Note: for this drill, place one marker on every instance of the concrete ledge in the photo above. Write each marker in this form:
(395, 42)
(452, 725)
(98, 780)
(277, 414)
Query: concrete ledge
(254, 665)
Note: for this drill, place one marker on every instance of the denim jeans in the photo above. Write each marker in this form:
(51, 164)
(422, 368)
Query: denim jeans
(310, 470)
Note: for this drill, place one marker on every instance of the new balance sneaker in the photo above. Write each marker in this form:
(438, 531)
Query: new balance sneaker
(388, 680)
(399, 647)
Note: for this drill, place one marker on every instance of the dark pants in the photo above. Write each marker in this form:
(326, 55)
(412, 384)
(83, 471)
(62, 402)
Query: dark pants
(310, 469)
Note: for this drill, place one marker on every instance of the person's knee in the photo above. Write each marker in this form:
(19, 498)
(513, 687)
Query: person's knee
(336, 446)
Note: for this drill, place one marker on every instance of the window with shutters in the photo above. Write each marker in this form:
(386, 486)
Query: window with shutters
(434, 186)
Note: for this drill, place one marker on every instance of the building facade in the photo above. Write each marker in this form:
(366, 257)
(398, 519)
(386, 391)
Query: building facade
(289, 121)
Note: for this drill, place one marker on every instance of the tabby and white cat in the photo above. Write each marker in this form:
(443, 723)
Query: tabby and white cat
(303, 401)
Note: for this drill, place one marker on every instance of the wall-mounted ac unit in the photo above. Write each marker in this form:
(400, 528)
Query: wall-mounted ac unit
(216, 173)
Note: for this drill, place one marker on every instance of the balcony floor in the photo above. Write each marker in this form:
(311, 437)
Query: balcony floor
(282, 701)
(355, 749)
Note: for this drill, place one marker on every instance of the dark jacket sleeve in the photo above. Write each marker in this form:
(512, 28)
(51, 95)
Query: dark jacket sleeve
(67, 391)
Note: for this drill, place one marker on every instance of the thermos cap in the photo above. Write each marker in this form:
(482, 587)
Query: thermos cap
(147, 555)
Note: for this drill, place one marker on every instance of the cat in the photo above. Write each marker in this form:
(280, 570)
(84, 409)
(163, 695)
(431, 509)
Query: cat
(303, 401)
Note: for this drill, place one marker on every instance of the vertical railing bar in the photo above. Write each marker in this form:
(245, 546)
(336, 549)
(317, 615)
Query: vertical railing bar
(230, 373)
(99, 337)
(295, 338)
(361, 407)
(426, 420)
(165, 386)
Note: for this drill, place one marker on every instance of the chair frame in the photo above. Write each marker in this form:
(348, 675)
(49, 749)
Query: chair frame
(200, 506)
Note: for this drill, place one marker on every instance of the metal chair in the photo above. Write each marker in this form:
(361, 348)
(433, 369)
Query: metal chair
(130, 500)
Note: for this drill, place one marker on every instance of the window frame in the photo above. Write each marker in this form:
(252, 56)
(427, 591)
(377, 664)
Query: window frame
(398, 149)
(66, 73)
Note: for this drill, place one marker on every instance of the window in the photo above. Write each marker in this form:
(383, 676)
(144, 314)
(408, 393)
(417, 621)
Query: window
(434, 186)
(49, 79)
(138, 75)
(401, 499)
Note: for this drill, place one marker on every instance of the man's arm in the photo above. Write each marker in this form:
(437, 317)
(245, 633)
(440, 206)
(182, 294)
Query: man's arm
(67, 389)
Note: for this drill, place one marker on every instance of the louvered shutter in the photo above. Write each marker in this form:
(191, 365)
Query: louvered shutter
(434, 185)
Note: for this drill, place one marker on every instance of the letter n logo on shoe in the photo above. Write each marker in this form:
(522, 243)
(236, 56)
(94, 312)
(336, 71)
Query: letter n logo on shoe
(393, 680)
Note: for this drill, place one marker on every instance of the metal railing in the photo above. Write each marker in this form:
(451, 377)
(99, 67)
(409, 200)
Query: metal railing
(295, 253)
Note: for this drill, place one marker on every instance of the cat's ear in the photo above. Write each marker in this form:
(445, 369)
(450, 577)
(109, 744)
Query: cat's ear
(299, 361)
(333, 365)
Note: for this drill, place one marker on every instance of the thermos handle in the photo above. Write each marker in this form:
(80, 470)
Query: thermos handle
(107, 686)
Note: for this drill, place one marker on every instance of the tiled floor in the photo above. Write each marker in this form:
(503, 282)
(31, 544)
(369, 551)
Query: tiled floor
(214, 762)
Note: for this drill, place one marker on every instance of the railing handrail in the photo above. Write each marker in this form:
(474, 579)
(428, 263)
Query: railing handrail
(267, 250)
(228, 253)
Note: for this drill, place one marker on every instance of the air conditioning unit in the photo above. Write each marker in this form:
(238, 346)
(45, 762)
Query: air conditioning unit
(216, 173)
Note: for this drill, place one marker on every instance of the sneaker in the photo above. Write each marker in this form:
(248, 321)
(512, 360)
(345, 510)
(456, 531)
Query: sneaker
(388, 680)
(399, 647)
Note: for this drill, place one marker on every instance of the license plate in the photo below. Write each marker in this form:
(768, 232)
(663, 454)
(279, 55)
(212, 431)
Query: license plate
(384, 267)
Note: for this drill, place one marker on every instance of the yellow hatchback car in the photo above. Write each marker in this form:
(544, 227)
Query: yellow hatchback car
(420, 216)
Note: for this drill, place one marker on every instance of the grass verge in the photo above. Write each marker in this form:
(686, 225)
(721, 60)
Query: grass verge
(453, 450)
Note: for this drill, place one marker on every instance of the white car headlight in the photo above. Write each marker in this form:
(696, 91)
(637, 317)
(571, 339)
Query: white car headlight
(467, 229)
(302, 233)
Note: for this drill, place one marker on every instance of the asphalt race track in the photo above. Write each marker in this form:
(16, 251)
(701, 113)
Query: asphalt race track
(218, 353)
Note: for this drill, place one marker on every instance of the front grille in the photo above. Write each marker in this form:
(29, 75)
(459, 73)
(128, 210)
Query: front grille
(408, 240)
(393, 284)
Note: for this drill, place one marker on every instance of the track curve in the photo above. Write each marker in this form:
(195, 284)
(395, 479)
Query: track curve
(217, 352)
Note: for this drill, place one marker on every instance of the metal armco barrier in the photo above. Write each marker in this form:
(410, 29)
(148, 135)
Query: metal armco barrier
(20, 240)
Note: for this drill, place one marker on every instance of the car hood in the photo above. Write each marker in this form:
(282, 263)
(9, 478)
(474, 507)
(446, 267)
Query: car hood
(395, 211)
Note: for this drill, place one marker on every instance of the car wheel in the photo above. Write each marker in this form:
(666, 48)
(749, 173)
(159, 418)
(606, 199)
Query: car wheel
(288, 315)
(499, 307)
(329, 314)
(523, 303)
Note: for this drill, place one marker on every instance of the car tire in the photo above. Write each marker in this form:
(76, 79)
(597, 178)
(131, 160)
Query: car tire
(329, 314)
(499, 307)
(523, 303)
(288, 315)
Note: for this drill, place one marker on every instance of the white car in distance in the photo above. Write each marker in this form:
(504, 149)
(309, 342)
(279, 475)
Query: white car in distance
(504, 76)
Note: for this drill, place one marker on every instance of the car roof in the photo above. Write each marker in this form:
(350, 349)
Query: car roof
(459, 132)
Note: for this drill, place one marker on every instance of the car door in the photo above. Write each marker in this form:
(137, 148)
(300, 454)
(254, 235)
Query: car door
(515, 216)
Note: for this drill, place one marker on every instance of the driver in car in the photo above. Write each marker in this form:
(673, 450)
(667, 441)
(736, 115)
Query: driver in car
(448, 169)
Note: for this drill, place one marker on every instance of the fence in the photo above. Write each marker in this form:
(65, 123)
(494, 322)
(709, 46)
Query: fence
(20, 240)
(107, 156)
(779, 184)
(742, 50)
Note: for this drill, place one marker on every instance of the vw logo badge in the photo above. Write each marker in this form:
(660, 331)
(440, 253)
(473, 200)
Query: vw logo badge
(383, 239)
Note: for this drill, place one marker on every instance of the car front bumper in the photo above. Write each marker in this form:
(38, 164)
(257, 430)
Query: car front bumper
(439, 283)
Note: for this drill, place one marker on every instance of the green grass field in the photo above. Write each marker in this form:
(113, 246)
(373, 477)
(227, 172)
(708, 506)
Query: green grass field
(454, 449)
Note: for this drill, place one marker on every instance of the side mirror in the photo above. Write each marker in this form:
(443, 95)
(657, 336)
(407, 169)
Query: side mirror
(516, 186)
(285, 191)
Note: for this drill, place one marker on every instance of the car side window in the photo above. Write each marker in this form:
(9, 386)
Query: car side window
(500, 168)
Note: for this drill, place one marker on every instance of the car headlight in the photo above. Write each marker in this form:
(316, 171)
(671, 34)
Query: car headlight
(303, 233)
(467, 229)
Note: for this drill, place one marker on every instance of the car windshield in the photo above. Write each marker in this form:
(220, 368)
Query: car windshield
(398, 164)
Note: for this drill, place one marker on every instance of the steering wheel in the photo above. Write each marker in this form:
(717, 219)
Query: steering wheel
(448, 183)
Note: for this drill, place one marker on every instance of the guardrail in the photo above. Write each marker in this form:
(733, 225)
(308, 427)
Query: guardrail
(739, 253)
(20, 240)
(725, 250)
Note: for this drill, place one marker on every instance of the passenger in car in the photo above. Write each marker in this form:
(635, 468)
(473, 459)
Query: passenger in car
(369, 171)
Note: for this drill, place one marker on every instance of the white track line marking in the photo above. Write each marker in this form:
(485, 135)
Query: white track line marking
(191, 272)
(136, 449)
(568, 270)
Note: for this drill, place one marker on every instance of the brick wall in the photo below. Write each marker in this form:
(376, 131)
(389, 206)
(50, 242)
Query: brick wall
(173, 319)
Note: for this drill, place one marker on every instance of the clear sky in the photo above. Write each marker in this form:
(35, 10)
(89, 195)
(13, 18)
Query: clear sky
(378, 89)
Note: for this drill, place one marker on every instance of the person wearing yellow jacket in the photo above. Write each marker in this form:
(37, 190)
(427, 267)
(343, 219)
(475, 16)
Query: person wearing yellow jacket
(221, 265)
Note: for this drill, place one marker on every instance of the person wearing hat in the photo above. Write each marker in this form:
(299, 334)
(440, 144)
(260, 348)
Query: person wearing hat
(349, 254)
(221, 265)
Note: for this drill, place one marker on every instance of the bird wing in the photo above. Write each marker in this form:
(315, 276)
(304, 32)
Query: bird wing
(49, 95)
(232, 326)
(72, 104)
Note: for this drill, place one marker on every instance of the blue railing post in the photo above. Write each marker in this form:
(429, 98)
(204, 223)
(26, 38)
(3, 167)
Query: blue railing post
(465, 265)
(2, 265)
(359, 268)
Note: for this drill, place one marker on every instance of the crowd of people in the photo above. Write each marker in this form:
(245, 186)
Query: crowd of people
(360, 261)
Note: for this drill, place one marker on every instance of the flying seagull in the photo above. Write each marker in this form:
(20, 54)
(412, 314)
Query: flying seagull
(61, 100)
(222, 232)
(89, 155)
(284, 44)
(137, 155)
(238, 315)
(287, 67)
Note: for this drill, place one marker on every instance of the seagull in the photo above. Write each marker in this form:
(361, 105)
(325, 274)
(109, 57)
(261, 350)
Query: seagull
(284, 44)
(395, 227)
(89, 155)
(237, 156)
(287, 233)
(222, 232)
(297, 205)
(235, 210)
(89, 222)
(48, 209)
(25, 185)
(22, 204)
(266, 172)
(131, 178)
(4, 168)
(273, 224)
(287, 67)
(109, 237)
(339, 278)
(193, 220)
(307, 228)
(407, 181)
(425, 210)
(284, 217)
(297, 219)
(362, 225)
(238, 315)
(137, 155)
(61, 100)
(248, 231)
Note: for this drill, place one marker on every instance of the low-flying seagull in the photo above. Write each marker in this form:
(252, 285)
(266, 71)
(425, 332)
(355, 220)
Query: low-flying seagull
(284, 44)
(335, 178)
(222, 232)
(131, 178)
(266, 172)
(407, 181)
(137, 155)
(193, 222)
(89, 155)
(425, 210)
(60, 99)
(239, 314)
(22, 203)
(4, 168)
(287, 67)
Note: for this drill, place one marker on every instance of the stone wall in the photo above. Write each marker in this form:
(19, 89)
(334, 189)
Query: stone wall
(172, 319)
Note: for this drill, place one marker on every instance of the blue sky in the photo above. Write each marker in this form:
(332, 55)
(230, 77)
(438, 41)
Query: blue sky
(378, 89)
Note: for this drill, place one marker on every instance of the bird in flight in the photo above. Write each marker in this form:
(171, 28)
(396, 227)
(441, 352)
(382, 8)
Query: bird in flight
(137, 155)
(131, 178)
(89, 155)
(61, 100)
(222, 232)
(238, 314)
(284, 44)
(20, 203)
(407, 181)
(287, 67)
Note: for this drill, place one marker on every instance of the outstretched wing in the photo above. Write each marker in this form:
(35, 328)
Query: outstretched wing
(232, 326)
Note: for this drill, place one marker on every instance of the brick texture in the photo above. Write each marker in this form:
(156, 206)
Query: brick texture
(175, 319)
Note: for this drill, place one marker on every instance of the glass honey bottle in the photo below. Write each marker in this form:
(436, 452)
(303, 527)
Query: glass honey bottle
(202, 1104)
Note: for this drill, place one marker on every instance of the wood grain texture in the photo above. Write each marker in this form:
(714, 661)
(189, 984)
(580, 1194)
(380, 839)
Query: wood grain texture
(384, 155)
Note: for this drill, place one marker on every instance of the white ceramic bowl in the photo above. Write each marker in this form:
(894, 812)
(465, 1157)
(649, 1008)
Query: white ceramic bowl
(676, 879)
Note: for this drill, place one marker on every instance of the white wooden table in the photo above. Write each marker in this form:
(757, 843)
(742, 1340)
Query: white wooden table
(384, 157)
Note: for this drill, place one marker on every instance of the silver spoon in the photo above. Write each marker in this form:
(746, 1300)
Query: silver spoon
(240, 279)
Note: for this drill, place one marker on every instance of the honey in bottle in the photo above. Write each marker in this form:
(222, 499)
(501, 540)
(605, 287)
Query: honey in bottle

Directions
Report all lines above with "below".

Written solution
Note: for this drill, place one marker on every instance of the license plate in the photo below. Write each marker in this form:
Note: for this drill, place one marker on every instance of the brick wall in the photo below. Write each marker in this form:
Note: for this drill, place one marker on every instance of the glass honey bottle in the photo below. Write each marker in this form:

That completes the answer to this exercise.